→ **What you should do**:
Transcribe exactly the lines from the one holding "Practice task. Find the grass" to the end of the data below, including both of those lines and no others.

→ **Data extract**:
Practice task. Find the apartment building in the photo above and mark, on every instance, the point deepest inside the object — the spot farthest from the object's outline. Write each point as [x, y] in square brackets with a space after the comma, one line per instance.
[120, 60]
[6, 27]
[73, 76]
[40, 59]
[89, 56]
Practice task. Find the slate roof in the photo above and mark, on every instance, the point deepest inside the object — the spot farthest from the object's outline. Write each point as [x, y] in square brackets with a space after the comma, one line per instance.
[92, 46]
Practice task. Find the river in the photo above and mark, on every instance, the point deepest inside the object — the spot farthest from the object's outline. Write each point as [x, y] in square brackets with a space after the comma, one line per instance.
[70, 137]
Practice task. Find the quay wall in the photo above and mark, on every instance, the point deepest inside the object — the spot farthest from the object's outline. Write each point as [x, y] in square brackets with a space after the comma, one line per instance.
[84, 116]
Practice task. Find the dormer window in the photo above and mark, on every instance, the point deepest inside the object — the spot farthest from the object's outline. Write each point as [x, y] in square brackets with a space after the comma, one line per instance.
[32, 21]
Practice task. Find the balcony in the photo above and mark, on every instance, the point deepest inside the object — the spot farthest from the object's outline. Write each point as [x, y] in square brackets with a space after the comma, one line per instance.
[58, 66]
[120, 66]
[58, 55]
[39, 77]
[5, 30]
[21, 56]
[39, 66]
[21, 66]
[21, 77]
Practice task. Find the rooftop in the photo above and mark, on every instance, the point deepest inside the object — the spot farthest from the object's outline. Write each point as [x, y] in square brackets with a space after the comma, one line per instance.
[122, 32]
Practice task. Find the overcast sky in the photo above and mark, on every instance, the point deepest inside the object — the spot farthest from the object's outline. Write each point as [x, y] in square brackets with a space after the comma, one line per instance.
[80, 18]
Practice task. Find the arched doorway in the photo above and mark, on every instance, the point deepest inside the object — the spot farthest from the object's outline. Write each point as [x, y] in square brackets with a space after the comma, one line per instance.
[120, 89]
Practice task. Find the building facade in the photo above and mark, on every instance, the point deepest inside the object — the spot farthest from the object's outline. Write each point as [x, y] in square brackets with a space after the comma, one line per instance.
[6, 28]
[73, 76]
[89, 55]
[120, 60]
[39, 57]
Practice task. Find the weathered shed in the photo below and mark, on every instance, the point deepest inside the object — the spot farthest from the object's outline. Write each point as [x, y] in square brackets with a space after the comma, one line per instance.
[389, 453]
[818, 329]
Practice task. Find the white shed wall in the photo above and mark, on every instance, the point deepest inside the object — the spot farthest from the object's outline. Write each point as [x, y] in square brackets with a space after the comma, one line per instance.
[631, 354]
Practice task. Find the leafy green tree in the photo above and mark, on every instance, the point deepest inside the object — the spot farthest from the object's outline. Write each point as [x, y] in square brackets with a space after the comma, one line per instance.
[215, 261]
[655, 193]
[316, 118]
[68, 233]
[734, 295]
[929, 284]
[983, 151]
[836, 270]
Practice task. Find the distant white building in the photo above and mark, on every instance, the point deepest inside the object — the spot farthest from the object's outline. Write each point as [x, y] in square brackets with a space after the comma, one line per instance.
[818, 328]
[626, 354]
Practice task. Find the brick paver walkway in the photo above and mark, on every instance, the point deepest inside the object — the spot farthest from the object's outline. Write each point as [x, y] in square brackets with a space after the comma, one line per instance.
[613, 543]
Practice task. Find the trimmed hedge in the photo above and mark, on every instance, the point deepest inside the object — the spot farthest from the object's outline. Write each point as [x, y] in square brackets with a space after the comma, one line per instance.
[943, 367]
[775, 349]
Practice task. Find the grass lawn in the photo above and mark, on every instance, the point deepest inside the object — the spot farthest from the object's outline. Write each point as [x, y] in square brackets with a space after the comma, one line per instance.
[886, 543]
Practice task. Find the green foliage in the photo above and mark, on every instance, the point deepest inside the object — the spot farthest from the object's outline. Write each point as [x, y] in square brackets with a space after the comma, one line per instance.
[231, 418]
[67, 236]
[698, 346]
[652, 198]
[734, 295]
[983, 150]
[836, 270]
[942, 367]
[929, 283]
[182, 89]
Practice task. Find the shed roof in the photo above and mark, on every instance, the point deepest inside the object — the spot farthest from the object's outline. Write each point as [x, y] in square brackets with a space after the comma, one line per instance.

→ **Solution to the problem**:
Practice task. Find the grass lawn in the photo above and mark, on every instance, the point deepest inside the object — the spot farthest from the object's outline. Write each point as [x, y] in square brackets with a space after the comma, one line per instance.
[886, 543]
Practice task. Find the green foliage in the photo above and mark, on every instance, the point deepest inside the object — the spot farthest from the object's outline. Write each point as [x, y] in square brackets with a space after the comma, one line per instance.
[231, 418]
[67, 236]
[698, 346]
[652, 198]
[734, 295]
[983, 150]
[836, 270]
[942, 367]
[929, 283]
[182, 89]
Practice task. Find the shed roof in the photo above and mark, on every instance, the point deepest inside the object — the spot farthest from the object's outline. Write each point as [x, y] in square brackets with a space after the comma, one line per instance.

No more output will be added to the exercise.